◆ TEXTE FOURNI:

Le Devoir, Montréal, édition du samedi le 10 février 2007, page C6 – le devoir de philo.

Texte de l'article

“Le devoir de philo.
Nietzsche contre l'utilitarisme de l'école Villepin

La culture n'est pas générale mais toujours particulière dans ses effets sur un individu particulier: c'est pourquoi elle est un vecteur de liberté.”

par Charles Pépin, Agrégé de philosophie.
[Autorisation accordée par l'auteur le 13 février 2007 de diffuser cet article]
Courriel:
charlespepin@wanadoo.fr

La philosophie nous permet de mieux comprendre le monde actuel : tel est un des arguments les plus souvent évoqués par les professeurs de philosophie pour justifier l'enseignement de leur matière au collégial. Le Devoir leur a lancé le défi à eux, mais aussi à d'autres auteurs, de décrypter une question d'actualité à partir des thèses d'un grand philosophe. Toutes les deux semaines, nous publions leur « Devoir de philo ». Cette fois, un invité français, Charles Pépin, a répondu à notre invitation de traiter d'une question d'actualité dans l'Hexagone.

◆ CONSIGNE 1: Reproduisez à l'identique le passage du texte fourni qui commence aux mots « La culture n'est » et s'arrête après les mots « d'actualité dans l'Hexagone. ».
La liste qui suit n'a aucun lien avec le texte fourni.

◆ DONNÉES SOURCES:
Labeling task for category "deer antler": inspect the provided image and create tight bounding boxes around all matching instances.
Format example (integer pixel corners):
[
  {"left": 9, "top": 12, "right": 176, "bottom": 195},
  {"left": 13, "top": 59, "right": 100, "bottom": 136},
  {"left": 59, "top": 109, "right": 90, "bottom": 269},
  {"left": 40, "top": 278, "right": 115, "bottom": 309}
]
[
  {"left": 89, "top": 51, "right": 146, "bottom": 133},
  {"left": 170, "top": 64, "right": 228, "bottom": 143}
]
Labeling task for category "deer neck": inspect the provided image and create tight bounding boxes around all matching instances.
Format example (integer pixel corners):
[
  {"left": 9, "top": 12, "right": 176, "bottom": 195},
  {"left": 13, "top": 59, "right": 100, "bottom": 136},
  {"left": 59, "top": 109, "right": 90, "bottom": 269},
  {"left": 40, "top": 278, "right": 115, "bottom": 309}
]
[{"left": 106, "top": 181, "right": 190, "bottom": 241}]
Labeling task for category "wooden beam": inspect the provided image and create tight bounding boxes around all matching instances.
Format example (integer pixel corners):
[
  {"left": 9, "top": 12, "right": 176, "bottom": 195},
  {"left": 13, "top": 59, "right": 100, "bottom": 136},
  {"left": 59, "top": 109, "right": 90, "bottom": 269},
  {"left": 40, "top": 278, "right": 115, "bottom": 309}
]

* * *

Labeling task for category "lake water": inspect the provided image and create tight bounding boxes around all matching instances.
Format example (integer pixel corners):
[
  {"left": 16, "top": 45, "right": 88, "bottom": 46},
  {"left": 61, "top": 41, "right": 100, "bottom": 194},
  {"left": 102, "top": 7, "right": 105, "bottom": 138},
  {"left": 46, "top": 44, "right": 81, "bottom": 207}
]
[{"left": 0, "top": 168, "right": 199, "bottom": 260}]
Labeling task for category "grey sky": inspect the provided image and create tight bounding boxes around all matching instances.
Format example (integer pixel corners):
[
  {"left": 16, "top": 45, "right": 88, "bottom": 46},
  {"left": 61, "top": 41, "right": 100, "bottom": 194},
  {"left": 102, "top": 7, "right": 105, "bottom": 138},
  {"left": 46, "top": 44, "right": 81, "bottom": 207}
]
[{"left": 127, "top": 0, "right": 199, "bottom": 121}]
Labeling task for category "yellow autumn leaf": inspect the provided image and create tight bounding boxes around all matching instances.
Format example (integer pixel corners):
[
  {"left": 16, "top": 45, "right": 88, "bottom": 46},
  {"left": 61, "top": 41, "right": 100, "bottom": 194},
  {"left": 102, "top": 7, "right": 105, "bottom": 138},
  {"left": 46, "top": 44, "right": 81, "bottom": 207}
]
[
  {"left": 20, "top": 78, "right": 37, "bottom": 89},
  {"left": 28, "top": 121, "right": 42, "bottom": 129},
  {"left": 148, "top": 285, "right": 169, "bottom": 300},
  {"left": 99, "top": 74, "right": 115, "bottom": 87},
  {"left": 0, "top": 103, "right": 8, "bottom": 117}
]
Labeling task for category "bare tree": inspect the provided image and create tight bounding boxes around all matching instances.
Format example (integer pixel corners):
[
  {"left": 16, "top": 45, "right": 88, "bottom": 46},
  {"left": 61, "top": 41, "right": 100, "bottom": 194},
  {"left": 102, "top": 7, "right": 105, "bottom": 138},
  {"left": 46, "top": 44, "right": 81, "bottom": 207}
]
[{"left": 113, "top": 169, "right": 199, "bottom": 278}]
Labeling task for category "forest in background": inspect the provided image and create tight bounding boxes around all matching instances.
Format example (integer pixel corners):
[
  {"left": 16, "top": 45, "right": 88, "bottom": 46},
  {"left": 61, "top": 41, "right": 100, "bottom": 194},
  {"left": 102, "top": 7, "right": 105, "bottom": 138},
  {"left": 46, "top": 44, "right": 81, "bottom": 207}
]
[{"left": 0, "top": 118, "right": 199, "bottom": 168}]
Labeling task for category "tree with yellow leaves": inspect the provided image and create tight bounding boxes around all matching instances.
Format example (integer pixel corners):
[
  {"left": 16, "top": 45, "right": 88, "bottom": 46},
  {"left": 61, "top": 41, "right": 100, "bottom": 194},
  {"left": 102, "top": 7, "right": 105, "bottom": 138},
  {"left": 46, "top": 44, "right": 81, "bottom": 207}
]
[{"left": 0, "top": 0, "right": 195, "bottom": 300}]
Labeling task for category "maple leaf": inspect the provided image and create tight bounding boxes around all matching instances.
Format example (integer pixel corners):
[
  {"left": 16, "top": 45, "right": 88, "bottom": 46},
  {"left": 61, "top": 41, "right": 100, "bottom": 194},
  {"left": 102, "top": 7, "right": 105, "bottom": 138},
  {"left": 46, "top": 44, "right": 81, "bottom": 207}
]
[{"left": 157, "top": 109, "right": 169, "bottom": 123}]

◆ CONSIGNE 2: Combien de lignes de la liste contiennent le mot « tree » ? Donnez uniquement ce nombre.

◆ RÉPONSE FINALE 1:
La culture n'est pas générale mais toujours particulière dans ses effets sur un individu particulier: c'est pourquoi elle est un vecteur de liberté.”

par Charles Pépin, Agrégé de philosophie.
[Autorisation accordée par l'auteur le 13 février 2007 de diffuser cet article]
Courriel:
charlespepin@wanadoo.fr

La philosophie nous permet de mieux comprendre le monde actuel : tel est un des arguments les plus souvent évoqués par les professeurs de philosophie pour justifier l'enseignement de leur matière au collégial. Le Devoir leur a lancé le défi à eux, mais aussi à d'autres auteurs, de décrypter une question d'actualité à partir des thèses d'un grand philosophe. Toutes les deux semaines, nous publions leur « Devoir de philo ». Cette fois, un invité français, Charles Pépin, a répondu à notre invitation de traiter d'une question d'actualité dans l'Hexagone.

◆ RÉPONSE FINALE 2: 2